(Records drawn from a dataset)
↓↓↓

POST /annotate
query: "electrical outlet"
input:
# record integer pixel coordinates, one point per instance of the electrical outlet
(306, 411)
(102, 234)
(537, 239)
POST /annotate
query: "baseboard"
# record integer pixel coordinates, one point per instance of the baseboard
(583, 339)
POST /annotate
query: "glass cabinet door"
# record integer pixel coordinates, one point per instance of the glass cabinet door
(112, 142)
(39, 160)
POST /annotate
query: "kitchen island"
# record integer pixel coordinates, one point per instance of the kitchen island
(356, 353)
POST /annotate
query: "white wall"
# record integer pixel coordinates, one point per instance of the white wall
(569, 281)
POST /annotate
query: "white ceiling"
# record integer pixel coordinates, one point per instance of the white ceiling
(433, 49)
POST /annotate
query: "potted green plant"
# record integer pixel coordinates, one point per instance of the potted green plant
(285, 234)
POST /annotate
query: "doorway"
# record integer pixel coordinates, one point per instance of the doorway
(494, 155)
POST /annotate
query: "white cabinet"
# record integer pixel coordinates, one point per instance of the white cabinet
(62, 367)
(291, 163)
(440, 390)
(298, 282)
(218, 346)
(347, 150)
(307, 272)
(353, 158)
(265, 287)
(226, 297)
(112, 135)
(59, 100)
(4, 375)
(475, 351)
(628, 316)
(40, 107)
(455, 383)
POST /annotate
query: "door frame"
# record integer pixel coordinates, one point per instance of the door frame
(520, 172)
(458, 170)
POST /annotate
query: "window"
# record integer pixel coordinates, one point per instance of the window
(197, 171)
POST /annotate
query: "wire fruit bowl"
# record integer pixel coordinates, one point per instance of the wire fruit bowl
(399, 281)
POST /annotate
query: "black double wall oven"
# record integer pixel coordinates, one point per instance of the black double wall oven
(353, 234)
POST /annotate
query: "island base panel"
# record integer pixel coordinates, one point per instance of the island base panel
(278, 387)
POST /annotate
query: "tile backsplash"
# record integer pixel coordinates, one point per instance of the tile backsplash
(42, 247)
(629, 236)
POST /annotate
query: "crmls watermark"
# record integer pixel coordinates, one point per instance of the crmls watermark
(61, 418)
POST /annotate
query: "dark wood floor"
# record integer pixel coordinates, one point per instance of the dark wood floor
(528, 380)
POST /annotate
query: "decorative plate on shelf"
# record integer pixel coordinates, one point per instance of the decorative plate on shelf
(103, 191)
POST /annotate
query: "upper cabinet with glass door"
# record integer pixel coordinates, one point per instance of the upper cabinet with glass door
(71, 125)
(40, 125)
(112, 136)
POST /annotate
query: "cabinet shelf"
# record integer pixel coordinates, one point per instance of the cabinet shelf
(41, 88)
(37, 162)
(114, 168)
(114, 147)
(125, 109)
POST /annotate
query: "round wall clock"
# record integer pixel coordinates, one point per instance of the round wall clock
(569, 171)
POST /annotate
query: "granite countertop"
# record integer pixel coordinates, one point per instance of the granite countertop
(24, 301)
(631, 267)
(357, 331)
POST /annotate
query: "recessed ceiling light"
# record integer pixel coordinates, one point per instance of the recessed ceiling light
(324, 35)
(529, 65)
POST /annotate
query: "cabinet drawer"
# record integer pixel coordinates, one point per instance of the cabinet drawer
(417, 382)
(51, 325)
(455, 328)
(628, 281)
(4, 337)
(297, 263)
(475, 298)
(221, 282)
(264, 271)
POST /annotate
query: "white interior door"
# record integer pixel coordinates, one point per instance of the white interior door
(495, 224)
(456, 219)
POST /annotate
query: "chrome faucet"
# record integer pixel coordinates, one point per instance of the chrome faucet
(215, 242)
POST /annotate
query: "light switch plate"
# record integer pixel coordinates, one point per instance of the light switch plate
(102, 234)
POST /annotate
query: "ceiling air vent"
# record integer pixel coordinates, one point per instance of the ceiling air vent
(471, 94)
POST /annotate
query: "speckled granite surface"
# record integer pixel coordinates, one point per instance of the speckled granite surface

↑↑↑

• What is required: Show all lines above containing "surface".

• Exercise output:
query: "speckled granite surface"
# record integer pixel coordinates, one point per instance of the speckled granite surface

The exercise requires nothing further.